• _ЧТО НУЖНО СДЕЛАТЬ_: Пожалуйста, процитируйте без изменений часть фрагмента о лермонтовском герое ниже: от слов «И снова внутренний» до слов «любить невозможно ...» включительно.

• _ФРАГМЕНТ ДОКУМЕНТА_:
..............................
Этот диалог обогащает наше представление о герое. Мы узнаем, что он не принимает ухода от действительности, того романтического «стремления, душевного порыва к неопределенному идеалу», в котором Белинский видел сущность романтической поэзии Жуковского24. Лермонтовский герой хочет не только желать, но и осуществлять желания, жить не напрасно, а с пользой (конечно, не в грубо утилитарном или корыстном смысле этого слова). Он стремится действовать — и страдает от бездействия; уже не скука и грусть, а отчаяние звучит в его возгласе:
А годы проходят — все лучшие годы!
И снова внутренний голос предлагает ему выход — в любви, и снова он отвергается:
Любить — но кого же? — на время не стоит труда,

А вечно любить невозможно ...
Этот диалог приоткрывает противоречие, характерное для лермонтовского героя. Казалось бы, он приближается к герою-романтику, который отвергает любовь «на время» и признает только вечную
400

любовь; так понимал любовь герой лирики Жуковского, так понимал ее пушкинский Ленский. Но лермонтовский герой отвергает и вечную любовь! Так замыкается круг, возникает, казалось бы, неразрешимое противоречие. На самом деле, оно легко разрешится, если подойти к проблеме с иных, не романтических, а реалистических позиций, — подобно герою зрелой лирики Пушкина: для него существует и любовь «на время», любовь, которая уходит и вновь приходит («Я помню чудное мгновенье...»), и любовь единственная и вечная («Я вас любил ...»).
..............................
• _ИСХОДНЫЕ ДАННЫЕ_:

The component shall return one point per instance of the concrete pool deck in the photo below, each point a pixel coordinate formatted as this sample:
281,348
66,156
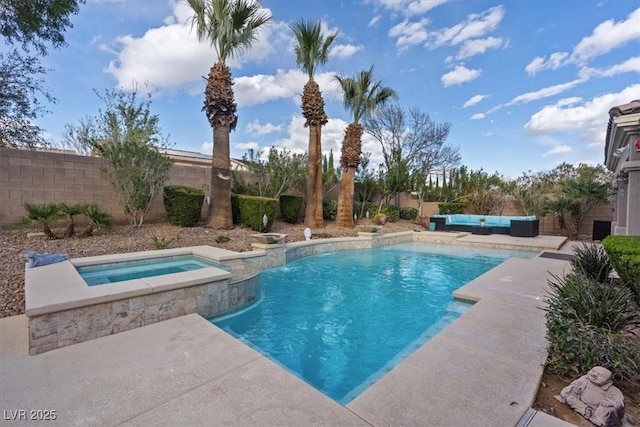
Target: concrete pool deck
484,369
..............................
• _РЕЗУЛЬТАТ ЗАДАНИЯ_:
И снова внутренний голос предлагает ему выход — в любви, и снова он отвергается:
Любить — но кого же? — на время не стоит труда,

А вечно любить невозможно ...